- **Available data**
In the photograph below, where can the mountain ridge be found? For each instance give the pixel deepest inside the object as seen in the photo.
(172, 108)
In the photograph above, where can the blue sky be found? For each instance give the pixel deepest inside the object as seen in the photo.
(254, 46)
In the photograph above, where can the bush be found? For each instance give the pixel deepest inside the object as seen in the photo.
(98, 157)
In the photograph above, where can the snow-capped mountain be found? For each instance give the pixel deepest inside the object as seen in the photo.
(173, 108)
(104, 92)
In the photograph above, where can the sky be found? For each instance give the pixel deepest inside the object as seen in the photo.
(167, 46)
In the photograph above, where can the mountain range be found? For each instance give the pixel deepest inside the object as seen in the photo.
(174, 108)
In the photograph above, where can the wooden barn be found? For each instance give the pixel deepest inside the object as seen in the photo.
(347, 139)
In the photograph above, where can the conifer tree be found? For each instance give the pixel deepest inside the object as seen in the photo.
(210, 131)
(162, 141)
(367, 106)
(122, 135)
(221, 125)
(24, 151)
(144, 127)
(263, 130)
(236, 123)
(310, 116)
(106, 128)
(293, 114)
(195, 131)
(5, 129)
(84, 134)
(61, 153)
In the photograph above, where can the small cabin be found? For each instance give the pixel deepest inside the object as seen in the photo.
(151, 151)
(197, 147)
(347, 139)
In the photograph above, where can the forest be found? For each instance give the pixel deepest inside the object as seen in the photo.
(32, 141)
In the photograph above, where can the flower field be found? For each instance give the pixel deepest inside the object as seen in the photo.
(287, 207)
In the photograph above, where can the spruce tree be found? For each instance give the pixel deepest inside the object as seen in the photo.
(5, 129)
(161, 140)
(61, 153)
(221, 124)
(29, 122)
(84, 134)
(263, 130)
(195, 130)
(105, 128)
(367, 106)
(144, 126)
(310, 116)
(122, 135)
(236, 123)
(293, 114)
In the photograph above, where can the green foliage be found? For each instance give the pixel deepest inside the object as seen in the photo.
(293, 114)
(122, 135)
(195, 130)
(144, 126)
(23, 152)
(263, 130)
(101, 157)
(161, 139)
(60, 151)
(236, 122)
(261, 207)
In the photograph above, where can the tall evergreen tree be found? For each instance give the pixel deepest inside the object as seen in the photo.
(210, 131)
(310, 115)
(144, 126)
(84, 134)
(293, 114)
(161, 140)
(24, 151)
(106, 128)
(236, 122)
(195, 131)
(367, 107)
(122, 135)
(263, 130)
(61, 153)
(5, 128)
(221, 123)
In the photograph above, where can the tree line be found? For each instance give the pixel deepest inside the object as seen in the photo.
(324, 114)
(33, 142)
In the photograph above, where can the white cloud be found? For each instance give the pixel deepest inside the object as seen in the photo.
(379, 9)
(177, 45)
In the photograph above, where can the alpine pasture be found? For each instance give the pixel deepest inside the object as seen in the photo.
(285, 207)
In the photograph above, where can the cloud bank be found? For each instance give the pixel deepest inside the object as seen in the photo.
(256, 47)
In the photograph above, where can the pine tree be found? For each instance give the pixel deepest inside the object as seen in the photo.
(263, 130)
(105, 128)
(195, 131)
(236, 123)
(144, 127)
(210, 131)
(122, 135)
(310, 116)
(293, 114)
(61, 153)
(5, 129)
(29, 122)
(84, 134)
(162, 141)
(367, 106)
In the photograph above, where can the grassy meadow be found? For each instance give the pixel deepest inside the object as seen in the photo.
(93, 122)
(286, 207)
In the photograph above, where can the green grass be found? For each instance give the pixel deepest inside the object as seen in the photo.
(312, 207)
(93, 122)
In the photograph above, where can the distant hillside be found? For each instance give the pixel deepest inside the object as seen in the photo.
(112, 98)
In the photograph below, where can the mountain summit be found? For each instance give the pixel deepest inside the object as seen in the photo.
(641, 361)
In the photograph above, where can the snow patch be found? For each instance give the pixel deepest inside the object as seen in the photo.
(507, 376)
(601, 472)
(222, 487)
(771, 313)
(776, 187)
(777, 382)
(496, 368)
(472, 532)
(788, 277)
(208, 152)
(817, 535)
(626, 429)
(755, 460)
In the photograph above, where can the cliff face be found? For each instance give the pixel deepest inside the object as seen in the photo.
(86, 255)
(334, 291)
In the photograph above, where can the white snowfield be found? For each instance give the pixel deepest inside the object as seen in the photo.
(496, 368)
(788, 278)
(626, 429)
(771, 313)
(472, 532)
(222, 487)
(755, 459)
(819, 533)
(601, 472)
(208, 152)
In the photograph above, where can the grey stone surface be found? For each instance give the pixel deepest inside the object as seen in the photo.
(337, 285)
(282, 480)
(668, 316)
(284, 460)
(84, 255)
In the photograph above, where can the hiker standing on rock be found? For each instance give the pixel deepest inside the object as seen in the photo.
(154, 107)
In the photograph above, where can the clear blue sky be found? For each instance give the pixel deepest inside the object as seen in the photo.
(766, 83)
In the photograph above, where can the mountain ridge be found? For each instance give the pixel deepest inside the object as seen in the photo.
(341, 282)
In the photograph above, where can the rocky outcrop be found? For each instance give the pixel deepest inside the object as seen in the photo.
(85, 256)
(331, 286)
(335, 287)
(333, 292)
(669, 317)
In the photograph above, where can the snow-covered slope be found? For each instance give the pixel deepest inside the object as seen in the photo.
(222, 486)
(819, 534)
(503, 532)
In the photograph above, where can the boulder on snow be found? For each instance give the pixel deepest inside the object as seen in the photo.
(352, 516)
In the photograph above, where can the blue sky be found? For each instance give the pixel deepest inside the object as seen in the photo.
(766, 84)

- **What this task involves**
Set down the entire material again, exactly as it stands.

- **Solution to the exercise**
In the photograph below, where can the mountain ridge be found? For each instance give the pixel deepest inside the object as seen in the photo.
(172, 108)
In the photograph above, where can the blue sky be found? For each instance give the pixel deepest inside the object as seen in the photo.
(254, 46)
In the photograph above, where can the bush be found? For each instance give the pixel deepest inside the object as seen in the photo.
(98, 157)
In the photograph above, where can the snow-capped mountain be found? For each instance give the pixel deepest inside the object as seen in the photo.
(173, 108)
(104, 92)
In the photograph above, where can the sky be found? For each instance give the pixel deepest inside the object as seen in the photo.
(167, 46)
In the photograph above, where can the mountain range be found? For each instance give the pixel deepest inside the object as seen in the photo.
(174, 108)
In the photograph above, where can the wooden barn be found? For each instance give the pixel deepest inside the object as seen in the photo.
(347, 139)
In the photograph above, where can the conifer tree be found? For each instance give the pixel deepest inside the object as seen in the photo.
(210, 131)
(162, 141)
(367, 106)
(122, 135)
(221, 125)
(24, 151)
(144, 127)
(263, 130)
(236, 123)
(310, 116)
(106, 128)
(293, 114)
(195, 131)
(5, 129)
(84, 134)
(61, 153)
In the photograph above, where can the small cabin be found? For each instance give the pixel deepest inside the object as seen in the photo.
(151, 151)
(197, 147)
(347, 139)
In the photograph above, where can the forest be found? For each instance give the pixel deepest inside the object as seen in the photo.
(32, 141)
In the photograph above, where can the flower field be found? For each instance give the pixel deepest inside the object as seen in the photo.
(287, 207)
In the photograph above, where can the spruce tree be found? For each instance give the pixel deepest inside the object as seen in the photo.
(5, 129)
(161, 140)
(61, 153)
(221, 124)
(29, 122)
(84, 134)
(263, 130)
(195, 130)
(105, 128)
(367, 106)
(144, 126)
(310, 116)
(122, 135)
(236, 123)
(293, 114)
In the photograph above, where can the green foliage be found? For each instance give the pixel deepest inside the object as seen in the photo.
(293, 114)
(122, 135)
(195, 130)
(144, 126)
(23, 152)
(263, 130)
(101, 157)
(161, 139)
(60, 151)
(236, 122)
(261, 207)
In the photograph above, where can the tall evergreen tree be found? For each instance give the pixel deepest inside the object as seen in the photo.
(210, 131)
(310, 115)
(144, 126)
(84, 134)
(293, 114)
(161, 140)
(24, 151)
(106, 128)
(236, 122)
(195, 131)
(367, 107)
(122, 135)
(263, 130)
(61, 153)
(5, 128)
(221, 123)
In the photograph above, where can the tree line be found? For each instance give the pixel deepest inside the object as seen in the photo.
(324, 114)
(33, 142)
In the photograph above, where can the white cloud be found? For each instance give the pixel deepest inside the object as seen in the photo.
(379, 9)
(177, 45)
In the photograph above, where can the alpine pasture be found? For each instance give the pixel deepest inside the object as seen in the photo.
(285, 207)
In the photograph above, where can the cloud bank be found? For each instance give the pixel deepest inside the object as seen in the photo.
(256, 47)
In the photograph above, where can the pine tree be found? For each instance give the pixel deepest inside the object as seen in the photo.
(263, 130)
(105, 128)
(195, 131)
(236, 123)
(144, 127)
(210, 131)
(122, 135)
(310, 116)
(293, 114)
(61, 153)
(5, 129)
(29, 122)
(84, 134)
(162, 141)
(367, 106)
In the photograph above, where can the grassy meadow be found? For each instance give the pixel deepest inside the object as seen in the photo.
(93, 122)
(286, 207)
In the photograph above, where can the green grass be found? For each instance give the pixel deepest inside the object as seen in the photo.
(312, 207)
(93, 122)
In the photograph above, where can the distant hillside be found? For each instance give the pixel deepest inside the object as seen in the photo.
(112, 98)
In the photograph below, where can the mountain summit be found? For each instance give the pixel deepest inside the object as seen in the photo.
(641, 361)
In the photograph above, where can the snow patch be found? For each instance give the pixel deepest inside the object as seen in the photo.
(507, 376)
(601, 472)
(222, 487)
(771, 313)
(776, 187)
(777, 382)
(496, 368)
(472, 532)
(788, 277)
(208, 152)
(817, 535)
(626, 429)
(755, 460)
In the photograph above, where can the cliff face be found? For each instance give the pixel deepest inside the object as seen in the photo.
(86, 255)
(334, 291)
In the photograph above, where can the white snowfield be found? For each instance give the pixel deepest inside the object as seen in the photo.
(496, 368)
(788, 278)
(626, 429)
(771, 313)
(472, 532)
(222, 487)
(755, 459)
(819, 533)
(601, 472)
(208, 152)
In the photograph above, where can the grey stone surface be found? For each instance give the pixel deepest inside the object as seen in the photo.
(337, 285)
(282, 480)
(668, 316)
(284, 460)
(84, 255)
In the photograph above, where can the hiker standing on rock be found? For each instance give the pixel deepest inside the object as seen in the photo.
(154, 107)
In the photograph above, where can the clear blue sky be found? For each instance give the pixel deepest inside the object as seen in the photo.
(766, 83)
In the photograph above, where can the mountain ridge be found? For each instance give the pixel deepest inside the object as seen in the photo.
(341, 282)
In the photograph above, where can the rocky outcrop be found? For each instance give the pixel deepest inside the object as seen in the photo.
(85, 256)
(331, 286)
(335, 287)
(333, 292)
(669, 317)
In the photograph above, where can the snow-covered slope be found? For each instance give the pixel deepest inside the object as seen in the photo.
(222, 486)
(819, 534)
(503, 532)
In the photograph above, where can the boulder on snow be found? For each instance give the pixel deepest inside the object as seen in the photo.
(352, 516)
In the photograph above, where can the blue sky be found? For each instance give the pixel deepest inside the object as seen in the photo.
(766, 84)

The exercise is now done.